Thursday, May 17, 2012

The Big Tent


Do you believe it?  I hardly believe it!  Bishops run amok...  The meddling in politics.  The meddling in service organizations.  The meddling in speakers or thinkers at any RCC college or sisterhood or... The meddling in bedrooms.  The meddling.... 

Today's Vatican hierarchy looks like:  A bunch of busy-bodies!

The need for turning over of tables in the Temple has never been greater!  Due to RCC bishops' need to look under every table.  And inside Mother Church's every skirt!  Dictating.  Dictating.  
Dick - Tating!    (Yes... you read that right.)

Whatever happened to the Big Tent?  Christianity as whole.  The Big Tent.  With a simple rule of faith, its tenets functioning like tent posts.  Its boundary lines,  The creed

So I picture this Big Tent.  All of the baptized.  With the creed as our basic commonality for gathering under the Tent.  The Gospel as our guide.  And beyond that... REALLY, we should allow a flourishing!

And the tent is pitched in this wonderful pasture...  Why try and control the pasture???  Let the sheep graze!  Where they willCouple up with whom they will.  Live as they will.  Let them listen to the speakers they will.  Read/write as they will.  Think as they will!   
Follow the Gospel.  Without hindrance!   

I am so, so tired of busybodies...  men dressed in absurd feminine clothing - hectoring like so many schoolmarms run-amok!  It's getting old.  It's getting tiring.  And it looks not only silly - but ridiculous.  Bordering on insane!

Can we have some sanity now, please?

4 comments:

Grumbler said...

I don't think we can have sanity because Holy Mother the Church has stopped taking her meds and somehow the inmates have taken over running things. Your remember her meds, don't you. One was, "Happy are the poor." Well the inmates won't even talk about those happy ones until after the elections. And what was that Jesus had to say about what happens to adults who harm little children? No, they sashay around in their watered silk and lace and have prissing contests while Rome burns. "My train is full chapel length." Well my train is cathedral length and it's a brighter scarlet than yours." "Well my train was hand-made by cloistered nuns who eat only bread and water and it's basilica length."
I'm sorry. Whatever the RCC was, it no longer speaks Jesus to me. I'm afraid I've joined that Second-Largest Congregation we keep hearing about. At times I miss what I thought Holy Mother was. She's still interesting in a sick sort of way; but I can't live in the claustrophobic confines of her ever-narrowing walls and collapsing roof. And I don't care what the pope says, I'm voting Democratic.

TheraP said...

Brilliant, Grumbler! I love your definition of the Beatitudes - the equivalent of medicine for our Fullness of Life in Christ.

Blessings upon you for following your conscience!

Robert said...

I find this encouraging, even acfter the election. It is good to know there are people out there who have intellectual and spiritual sensibilities. It offsets a creeping sense of alienation.

Dataset records:
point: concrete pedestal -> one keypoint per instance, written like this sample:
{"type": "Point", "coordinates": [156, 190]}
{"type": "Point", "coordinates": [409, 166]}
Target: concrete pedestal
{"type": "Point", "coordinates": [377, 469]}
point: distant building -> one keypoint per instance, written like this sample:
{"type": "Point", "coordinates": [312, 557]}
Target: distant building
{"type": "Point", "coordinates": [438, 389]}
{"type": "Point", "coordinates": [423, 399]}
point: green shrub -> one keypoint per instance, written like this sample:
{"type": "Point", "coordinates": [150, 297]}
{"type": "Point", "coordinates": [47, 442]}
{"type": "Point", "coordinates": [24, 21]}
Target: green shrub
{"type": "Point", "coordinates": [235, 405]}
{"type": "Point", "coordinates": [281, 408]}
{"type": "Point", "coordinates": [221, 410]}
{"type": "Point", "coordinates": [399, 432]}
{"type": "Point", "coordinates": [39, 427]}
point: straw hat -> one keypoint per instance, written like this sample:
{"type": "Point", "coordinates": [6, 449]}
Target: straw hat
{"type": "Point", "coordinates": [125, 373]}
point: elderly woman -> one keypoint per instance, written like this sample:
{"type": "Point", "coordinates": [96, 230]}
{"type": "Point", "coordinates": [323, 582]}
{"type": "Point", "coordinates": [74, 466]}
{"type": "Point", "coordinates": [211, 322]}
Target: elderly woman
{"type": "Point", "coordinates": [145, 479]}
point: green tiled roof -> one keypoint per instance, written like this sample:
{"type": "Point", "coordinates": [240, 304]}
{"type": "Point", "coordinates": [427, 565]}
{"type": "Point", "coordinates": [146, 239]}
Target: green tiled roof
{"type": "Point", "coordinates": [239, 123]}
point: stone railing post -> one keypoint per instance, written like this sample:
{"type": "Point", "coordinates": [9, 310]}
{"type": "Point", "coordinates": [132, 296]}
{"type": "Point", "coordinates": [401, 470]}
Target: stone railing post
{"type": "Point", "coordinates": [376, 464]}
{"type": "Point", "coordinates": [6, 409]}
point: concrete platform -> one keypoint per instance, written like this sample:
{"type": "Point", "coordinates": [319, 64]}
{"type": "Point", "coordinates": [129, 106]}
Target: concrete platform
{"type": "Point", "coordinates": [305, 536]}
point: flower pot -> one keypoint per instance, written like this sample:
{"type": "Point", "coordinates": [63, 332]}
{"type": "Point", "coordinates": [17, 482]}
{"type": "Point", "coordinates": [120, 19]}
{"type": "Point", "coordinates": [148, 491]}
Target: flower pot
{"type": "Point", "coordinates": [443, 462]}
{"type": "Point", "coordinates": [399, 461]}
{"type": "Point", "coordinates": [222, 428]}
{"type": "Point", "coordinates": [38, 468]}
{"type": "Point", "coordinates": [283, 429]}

● **Tasks to carry out**
A. Decide whether each statement agrees with the Big Tent blog post. For each, answer yes or no and quote the exact words from the post that decide it.
(i) The post presents the creed as the basic commonality for gathering under the Tent.
(ii) Grumbler states an intention to vote Republican.
(iii) The post names the Gospel as the guide.
B. Continue the Big Tent blog post, picking up after the final sentence of its last comment.

● **Answers**
A.
(i) Yes: "With the creed as our basic commonality for gathering under the Tent."
(ii) No: "I'm voting Democratic."
(iii) Yes: "The Gospel as our guide."

B.
I still love the songs used for guitar masses by the St. Louis Jesuits, using Scripture as the text. The enlightened figures of history-Julian of Norwich, Hildegard of Bingen, Thomas Merton, et. al.
WE ARE MANY PARTS. COME TO THE WATER. IN EARTHEN VESSELS. Etc. and inter alia. Ibid. Ad Infinitum. What treasures the church had and still has, now seemingly locked in the basement of time, for the nonce.
What will save the church is (many things) humor, thinking Catholics unafraid to be real people, hope faith and love. The greatest of these is love.
I think the most important thing I learned in the church, believe it or not, (must be by the work of the Spirit) is that love is the most important thing in life, the love of God and the love of others for Christ's sake.
Love is the measure of salvation and the hope of glory. Love alone will be our judge on Judgement Day.
And perfect love casts out fear.
This is how I understand the present, the future, our past and the meaning of it all. If love be all, then all things are possible and the seemingly incomprehensible contradictions present in today's church may be seen in perspective.
One may see the parable of the wise and foolish virgins as a comedy, were it not for the fact that those poor souls shut out of the wedding feast may not be allowed in again, after all.
The true church is invisible, the visible but a shadow of things to come. It is good to be reminded of the possibility of humor as a saving grace, when the trap of excessive religiosity threatens to impose itself and turn one into a false self, an ureal phantom image of the real.
Oil for your lamp. Wisdom says the Kingdom is within, and so is the spply of oil for the journey. It will never fail to provide fuel for a light shining in the darkness providing it is lit with the divine spark of eternal hope, residing in the pure of heart.
A spontaneous reflection composed in a safe place where truth may find a refuge from the storms of life. Sela.

TheraP said...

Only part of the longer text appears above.